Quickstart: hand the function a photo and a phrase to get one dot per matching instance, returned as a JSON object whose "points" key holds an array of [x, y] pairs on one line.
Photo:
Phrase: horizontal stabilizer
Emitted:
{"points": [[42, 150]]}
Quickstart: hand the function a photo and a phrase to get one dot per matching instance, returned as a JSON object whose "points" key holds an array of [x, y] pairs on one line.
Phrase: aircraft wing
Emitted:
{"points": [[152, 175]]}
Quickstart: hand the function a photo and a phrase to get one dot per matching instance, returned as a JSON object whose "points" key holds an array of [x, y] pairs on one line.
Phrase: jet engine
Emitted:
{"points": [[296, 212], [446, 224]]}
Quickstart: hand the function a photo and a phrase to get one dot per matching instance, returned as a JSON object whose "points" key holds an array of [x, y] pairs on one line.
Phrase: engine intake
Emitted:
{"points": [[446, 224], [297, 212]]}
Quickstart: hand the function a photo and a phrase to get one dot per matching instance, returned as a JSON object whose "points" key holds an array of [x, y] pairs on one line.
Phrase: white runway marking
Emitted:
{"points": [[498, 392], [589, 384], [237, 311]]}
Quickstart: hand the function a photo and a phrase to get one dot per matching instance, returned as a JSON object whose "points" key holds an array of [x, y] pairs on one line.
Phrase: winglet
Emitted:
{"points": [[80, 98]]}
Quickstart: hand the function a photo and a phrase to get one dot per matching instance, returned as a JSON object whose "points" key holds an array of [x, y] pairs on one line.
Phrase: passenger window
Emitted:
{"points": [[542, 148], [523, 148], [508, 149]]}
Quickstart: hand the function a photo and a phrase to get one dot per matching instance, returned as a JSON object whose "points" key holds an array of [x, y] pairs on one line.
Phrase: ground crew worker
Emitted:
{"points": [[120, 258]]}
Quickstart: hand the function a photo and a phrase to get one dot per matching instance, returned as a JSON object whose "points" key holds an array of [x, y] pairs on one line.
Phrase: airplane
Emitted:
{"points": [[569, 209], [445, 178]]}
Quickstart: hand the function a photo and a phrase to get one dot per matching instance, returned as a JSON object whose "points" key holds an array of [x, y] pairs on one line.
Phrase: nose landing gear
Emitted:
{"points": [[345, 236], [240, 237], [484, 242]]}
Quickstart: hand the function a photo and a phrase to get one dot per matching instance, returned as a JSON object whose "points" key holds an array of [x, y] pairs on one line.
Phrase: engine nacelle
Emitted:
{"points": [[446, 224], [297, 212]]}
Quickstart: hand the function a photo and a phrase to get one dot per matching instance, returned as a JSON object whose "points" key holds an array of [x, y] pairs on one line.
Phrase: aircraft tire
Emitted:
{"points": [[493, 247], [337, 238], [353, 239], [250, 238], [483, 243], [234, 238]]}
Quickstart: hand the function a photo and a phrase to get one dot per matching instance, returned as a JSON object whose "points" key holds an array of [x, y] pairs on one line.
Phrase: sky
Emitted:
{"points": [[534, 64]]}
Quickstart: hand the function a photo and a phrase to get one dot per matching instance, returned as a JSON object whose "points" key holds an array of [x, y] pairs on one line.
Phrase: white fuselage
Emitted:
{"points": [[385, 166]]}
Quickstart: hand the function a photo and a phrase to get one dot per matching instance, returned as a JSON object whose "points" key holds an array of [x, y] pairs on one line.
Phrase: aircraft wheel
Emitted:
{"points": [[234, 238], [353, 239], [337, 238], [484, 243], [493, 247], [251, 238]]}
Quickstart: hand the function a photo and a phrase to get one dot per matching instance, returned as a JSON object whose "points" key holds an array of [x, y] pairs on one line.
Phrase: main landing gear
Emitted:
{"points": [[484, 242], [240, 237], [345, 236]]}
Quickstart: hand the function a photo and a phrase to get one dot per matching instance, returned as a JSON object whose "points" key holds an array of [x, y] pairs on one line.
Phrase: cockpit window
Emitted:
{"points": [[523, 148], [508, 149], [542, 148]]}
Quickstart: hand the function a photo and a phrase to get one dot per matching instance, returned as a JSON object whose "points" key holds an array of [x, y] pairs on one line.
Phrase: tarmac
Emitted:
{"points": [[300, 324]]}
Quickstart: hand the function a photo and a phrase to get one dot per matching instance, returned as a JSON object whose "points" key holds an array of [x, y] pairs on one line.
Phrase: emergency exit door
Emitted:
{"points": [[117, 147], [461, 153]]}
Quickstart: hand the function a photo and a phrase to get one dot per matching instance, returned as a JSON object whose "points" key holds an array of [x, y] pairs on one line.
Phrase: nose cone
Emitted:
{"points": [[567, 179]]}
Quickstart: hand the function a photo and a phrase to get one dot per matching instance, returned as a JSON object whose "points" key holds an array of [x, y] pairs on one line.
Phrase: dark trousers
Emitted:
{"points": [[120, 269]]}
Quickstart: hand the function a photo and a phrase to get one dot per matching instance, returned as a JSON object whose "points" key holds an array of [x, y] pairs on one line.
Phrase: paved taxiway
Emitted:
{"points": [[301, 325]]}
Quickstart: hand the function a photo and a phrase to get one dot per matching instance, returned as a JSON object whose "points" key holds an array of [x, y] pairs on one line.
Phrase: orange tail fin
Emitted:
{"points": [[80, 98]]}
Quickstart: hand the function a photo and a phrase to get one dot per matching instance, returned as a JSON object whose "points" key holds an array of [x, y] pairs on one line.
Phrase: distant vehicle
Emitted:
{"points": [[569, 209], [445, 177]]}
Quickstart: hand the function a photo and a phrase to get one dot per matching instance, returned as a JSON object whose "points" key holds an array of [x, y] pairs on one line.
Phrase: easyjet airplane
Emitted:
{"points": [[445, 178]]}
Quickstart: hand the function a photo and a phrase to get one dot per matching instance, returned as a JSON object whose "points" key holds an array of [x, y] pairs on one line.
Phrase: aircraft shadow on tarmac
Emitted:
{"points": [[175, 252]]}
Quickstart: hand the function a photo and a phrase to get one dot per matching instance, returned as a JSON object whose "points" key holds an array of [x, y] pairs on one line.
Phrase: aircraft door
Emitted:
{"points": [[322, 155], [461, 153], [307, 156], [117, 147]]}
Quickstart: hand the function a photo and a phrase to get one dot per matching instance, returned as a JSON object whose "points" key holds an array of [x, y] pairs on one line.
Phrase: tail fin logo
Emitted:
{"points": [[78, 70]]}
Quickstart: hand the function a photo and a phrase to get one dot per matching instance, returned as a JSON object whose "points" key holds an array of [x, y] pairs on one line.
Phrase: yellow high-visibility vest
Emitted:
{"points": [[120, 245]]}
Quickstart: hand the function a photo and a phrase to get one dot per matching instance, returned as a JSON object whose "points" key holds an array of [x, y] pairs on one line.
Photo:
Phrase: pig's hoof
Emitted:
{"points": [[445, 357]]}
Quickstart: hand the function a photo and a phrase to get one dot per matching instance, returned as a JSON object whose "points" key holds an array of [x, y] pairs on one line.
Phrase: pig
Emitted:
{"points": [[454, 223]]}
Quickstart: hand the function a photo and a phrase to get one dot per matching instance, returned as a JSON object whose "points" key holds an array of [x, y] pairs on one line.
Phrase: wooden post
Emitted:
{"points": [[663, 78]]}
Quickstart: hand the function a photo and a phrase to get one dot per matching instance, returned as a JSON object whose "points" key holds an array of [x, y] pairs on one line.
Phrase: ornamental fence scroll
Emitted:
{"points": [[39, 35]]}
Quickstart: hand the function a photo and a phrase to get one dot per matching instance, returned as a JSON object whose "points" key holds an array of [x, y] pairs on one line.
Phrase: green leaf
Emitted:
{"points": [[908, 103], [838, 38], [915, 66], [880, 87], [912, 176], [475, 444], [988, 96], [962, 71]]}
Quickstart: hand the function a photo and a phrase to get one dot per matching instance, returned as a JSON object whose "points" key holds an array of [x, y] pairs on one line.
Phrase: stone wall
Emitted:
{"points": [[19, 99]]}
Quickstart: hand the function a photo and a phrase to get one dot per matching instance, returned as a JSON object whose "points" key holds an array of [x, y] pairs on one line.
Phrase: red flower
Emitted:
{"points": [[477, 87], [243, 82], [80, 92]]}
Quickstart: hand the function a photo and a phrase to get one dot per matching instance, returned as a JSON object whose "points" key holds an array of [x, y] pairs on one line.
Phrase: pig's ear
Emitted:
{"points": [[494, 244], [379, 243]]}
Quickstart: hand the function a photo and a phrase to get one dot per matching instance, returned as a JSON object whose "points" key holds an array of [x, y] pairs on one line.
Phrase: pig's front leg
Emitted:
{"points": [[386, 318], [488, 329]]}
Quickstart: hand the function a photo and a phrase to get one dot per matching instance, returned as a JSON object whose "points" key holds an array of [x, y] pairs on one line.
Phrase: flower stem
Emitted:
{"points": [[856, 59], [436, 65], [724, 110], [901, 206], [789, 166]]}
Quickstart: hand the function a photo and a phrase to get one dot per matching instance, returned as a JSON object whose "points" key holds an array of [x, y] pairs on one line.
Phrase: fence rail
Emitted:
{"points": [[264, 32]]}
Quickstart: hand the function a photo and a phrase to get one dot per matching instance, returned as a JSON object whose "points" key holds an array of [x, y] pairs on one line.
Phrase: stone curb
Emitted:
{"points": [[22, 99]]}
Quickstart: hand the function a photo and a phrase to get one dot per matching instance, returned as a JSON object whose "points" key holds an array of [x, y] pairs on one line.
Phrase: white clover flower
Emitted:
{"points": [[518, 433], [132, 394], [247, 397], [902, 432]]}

┄┄┄┄┄┄┄┄┄┄┄┄┄┄┄┄┄┄┄┄

PROBLEM TO WORK ON> Your answer should be each line of the data that contains the word "aircraft", copied as it stands.

ANSWER SECTION>
Phrase: aircraft wing
Phrase: aircraft tire
Phrase: aircraft wheel
Phrase: aircraft shadow on tarmac
Phrase: aircraft door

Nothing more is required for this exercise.